*Exercise objective*. Recast every line of the records below as a Markdown table with the columns "No." and "Line": number the rows in order, skip the blank lines, and leave out the pictures.

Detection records
##########

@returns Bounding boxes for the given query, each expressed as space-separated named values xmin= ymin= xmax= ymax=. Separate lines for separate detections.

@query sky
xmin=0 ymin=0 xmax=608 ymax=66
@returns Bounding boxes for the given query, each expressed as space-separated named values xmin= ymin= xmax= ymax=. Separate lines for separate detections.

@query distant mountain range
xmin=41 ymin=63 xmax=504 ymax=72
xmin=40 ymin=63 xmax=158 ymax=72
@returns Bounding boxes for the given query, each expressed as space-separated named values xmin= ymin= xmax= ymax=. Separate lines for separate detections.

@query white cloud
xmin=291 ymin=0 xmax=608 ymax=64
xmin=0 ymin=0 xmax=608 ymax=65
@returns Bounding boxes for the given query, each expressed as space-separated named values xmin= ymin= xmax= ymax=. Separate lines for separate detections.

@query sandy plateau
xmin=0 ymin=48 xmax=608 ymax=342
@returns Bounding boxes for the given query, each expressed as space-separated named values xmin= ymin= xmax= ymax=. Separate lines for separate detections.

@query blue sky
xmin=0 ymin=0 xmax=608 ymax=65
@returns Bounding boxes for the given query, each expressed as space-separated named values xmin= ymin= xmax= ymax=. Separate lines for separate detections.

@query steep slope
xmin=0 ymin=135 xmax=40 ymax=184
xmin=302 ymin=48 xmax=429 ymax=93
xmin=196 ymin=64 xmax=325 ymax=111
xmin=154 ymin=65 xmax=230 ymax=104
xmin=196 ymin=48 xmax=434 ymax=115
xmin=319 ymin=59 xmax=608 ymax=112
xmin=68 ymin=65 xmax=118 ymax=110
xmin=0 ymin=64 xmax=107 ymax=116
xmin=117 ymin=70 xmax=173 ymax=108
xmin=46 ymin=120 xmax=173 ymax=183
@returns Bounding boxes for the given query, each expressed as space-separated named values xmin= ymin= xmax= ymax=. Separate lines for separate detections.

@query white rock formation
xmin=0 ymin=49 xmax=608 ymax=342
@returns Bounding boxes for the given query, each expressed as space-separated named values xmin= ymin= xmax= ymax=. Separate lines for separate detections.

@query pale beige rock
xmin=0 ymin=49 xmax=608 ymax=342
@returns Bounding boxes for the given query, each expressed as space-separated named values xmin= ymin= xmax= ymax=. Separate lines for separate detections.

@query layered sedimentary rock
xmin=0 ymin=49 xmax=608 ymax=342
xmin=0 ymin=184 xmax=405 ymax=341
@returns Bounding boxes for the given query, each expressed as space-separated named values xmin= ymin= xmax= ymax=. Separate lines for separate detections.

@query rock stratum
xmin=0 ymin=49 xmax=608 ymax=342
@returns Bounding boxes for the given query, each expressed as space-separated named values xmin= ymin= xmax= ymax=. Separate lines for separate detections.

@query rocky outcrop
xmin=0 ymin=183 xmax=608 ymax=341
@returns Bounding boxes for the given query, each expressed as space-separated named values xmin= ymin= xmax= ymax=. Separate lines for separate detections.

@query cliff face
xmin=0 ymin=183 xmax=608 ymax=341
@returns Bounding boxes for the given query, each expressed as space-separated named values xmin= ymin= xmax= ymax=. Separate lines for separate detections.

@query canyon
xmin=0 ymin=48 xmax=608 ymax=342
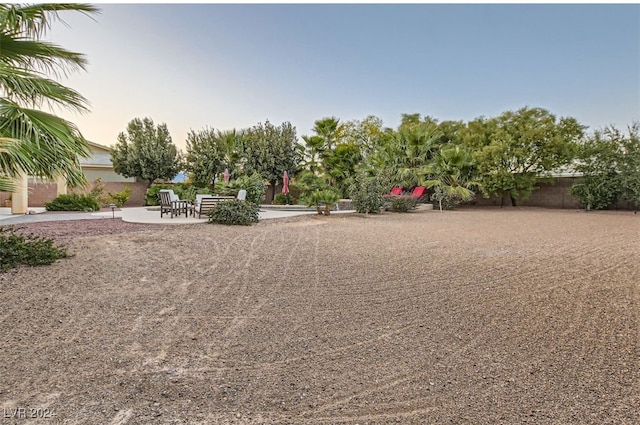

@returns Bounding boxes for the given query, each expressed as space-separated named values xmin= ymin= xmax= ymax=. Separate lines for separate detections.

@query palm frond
xmin=0 ymin=3 xmax=100 ymax=38
xmin=0 ymin=62 xmax=88 ymax=112
xmin=0 ymin=31 xmax=87 ymax=76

##########

*Exercise response*.
| No. | Line |
|---|---|
| 1 | @returns Bounding boxes for the given query, each expressed as space-separated named values xmin= ymin= xmax= ymax=. Separate lines for separate detections. |
| 2 | @query sky |
| 3 | xmin=0 ymin=0 xmax=608 ymax=66 |
| 4 | @returns Bounding boxes for the given query, each expressed as space-separated named values xmin= ymin= xmax= ymax=. Separate lines for separate detections. |
| 5 | @query distant mountain range |
| 6 | xmin=41 ymin=63 xmax=504 ymax=72 |
| 7 | xmin=40 ymin=63 xmax=158 ymax=72 |
| 8 | @returns Bounding boxes for the given query, each expressed as space-separated named values xmin= ymin= xmax= ymax=. Separate lines for separate detections. |
| 9 | @query white cloud |
| 10 | xmin=291 ymin=0 xmax=608 ymax=64 |
| 11 | xmin=0 ymin=0 xmax=608 ymax=65 |
| 12 | @returns Bounding boxes for the given query, each expressed as space-separated named values xmin= ymin= xmax= ymax=. Separate lines for separate detections. |
| 13 | @query sandy plateau |
| 14 | xmin=0 ymin=48 xmax=608 ymax=342 |
| 15 | @returns Bounding boxes for the given query, each expressed as space-separated named values xmin= ymin= xmax= ymax=. Separate lines for separate detections. |
| 16 | @query blue sky |
| 17 | xmin=0 ymin=0 xmax=608 ymax=65 |
| 18 | @returns Bounding boxes for the given query, each expressed as space-separated named values xmin= ymin= xmax= ymax=. Separate lines for separate detections. |
| 19 | @query steep slope |
| 20 | xmin=0 ymin=135 xmax=40 ymax=184 |
| 21 | xmin=302 ymin=48 xmax=429 ymax=93 |
| 22 | xmin=196 ymin=64 xmax=325 ymax=111 |
| 23 | xmin=154 ymin=65 xmax=230 ymax=104 |
| 24 | xmin=196 ymin=48 xmax=434 ymax=115 |
| 25 | xmin=319 ymin=59 xmax=608 ymax=112 |
| 26 | xmin=68 ymin=65 xmax=118 ymax=110 |
| 27 | xmin=0 ymin=64 xmax=107 ymax=116 |
| 28 | xmin=117 ymin=70 xmax=173 ymax=108 |
| 29 | xmin=46 ymin=120 xmax=173 ymax=183 |
| 30 | @returns Bounding boxes for the given query, each expressed as space-separated named values xmin= ymin= xmax= ymax=. Separate lines for separate detections. |
| 31 | @query white rock formation |
| 32 | xmin=0 ymin=49 xmax=608 ymax=342 |
| 33 | @returns Bounding boxes for the given query, each expressed as space-separated named values xmin= ymin= xmax= ymax=. Separate lines for separate detections. |
| 34 | @query pale beige rock |
| 35 | xmin=0 ymin=49 xmax=608 ymax=342 |
| 36 | @returns Bounding boxes for the given query, each expressed as space-separated named values xmin= ymin= xmax= ymax=. Separate lines for separate detections. |
| 37 | @query layered sedimentary rock |
| 38 | xmin=0 ymin=49 xmax=608 ymax=342 |
| 39 | xmin=0 ymin=184 xmax=405 ymax=341 |
| 40 | @returns Bounding boxes for the given query, each expressed as space-separated named values xmin= ymin= xmax= ymax=. Separate lines for separate detections. |
| 41 | @query rock stratum |
| 42 | xmin=0 ymin=49 xmax=608 ymax=342 |
| 43 | @returns Bounding boxes for the given query, each expressed as space-separated named values xmin= ymin= xmax= ymax=. Separate lines for separate detections. |
| 44 | @query rocky outcrop |
| 45 | xmin=0 ymin=183 xmax=608 ymax=341 |
| 46 | @returns Bounding boxes for the given query, each expressed as space-separated named values xmin= ymin= xmax= ymax=. Separate lines for separate detections. |
| 47 | @query cliff face |
| 48 | xmin=0 ymin=183 xmax=608 ymax=341 |
| 49 | @returns Bounding boxes for the given query, each expressed as space-separated named values xmin= ymin= xmax= ymax=. Separate lines for separate detections. |
| 50 | @query canyon |
| 51 | xmin=0 ymin=48 xmax=608 ymax=342 |
| 52 | @returns Bounding boxes for the given query, each expressed as space-separated named values xmin= ymin= xmax= ymax=. Separate lines for separate detections. |
| 53 | @query palm frond |
| 54 | xmin=0 ymin=3 xmax=100 ymax=38 |
| 55 | xmin=0 ymin=62 xmax=88 ymax=112 |
| 56 | xmin=0 ymin=31 xmax=87 ymax=76 |